[RECORD EXCERPTS start]

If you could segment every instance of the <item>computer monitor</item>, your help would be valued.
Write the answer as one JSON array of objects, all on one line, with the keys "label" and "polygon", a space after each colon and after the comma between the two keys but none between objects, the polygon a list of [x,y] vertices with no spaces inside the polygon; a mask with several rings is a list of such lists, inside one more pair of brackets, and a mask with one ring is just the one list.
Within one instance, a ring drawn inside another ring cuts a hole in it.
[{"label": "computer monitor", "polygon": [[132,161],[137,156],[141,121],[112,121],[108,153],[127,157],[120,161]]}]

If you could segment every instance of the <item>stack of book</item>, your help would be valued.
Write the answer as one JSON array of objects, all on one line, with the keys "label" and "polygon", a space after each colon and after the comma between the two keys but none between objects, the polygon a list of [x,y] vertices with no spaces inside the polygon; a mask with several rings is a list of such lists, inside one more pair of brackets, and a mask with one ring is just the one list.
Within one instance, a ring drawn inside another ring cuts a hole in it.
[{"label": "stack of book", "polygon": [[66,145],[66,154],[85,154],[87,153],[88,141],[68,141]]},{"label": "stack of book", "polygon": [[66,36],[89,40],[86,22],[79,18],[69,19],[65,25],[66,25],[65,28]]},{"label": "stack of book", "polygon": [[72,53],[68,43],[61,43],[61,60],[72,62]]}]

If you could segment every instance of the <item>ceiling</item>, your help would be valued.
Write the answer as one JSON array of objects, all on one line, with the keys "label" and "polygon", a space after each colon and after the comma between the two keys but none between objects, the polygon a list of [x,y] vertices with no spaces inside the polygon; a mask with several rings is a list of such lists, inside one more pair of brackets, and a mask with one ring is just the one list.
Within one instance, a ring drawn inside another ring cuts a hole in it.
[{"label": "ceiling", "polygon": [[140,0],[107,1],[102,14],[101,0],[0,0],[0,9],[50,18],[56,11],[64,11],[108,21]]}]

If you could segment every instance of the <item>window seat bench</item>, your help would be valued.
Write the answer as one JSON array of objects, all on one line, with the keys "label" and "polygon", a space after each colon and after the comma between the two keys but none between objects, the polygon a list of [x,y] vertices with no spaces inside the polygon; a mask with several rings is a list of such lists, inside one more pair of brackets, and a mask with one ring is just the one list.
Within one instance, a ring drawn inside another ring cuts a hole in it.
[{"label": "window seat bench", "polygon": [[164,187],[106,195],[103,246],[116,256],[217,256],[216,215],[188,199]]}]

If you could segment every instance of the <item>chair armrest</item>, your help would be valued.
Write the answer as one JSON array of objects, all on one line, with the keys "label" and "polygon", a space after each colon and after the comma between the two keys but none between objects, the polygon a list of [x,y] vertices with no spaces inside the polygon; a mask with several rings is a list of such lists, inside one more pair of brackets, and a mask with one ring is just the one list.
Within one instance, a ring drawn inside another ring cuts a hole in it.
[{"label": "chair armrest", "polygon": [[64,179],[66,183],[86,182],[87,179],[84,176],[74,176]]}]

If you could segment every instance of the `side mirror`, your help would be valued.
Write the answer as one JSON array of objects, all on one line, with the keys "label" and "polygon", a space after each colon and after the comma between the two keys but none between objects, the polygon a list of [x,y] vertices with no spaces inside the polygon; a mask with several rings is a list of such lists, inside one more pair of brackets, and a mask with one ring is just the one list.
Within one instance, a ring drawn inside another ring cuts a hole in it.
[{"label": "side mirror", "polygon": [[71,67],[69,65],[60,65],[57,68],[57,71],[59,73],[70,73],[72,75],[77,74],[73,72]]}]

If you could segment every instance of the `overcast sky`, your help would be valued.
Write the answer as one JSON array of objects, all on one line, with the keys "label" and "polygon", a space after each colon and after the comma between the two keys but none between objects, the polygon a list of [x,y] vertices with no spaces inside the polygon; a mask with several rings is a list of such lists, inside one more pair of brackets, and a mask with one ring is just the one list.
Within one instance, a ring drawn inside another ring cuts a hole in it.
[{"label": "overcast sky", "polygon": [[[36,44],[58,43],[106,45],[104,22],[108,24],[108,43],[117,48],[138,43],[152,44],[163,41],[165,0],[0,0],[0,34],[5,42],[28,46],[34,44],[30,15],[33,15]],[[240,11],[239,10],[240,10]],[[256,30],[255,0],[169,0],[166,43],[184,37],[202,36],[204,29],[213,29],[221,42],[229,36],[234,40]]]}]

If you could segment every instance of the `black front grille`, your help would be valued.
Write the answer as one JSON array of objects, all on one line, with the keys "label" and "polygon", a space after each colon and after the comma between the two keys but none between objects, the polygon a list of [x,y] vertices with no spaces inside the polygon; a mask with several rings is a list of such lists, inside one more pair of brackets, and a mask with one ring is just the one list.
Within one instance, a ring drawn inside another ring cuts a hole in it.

[RECORD EXCERPTS end]

SET PROBLEM:
Which lines in the entries contain the string "window"? Gather every one of them and copy each line out in full.

ANSWER FOR THE TASK:
If you could segment every instance of the <item>window seat bench</item>, your help would be valued.
[{"label": "window seat bench", "polygon": [[164,187],[106,195],[103,246],[116,256],[217,256],[216,215],[188,199]]}]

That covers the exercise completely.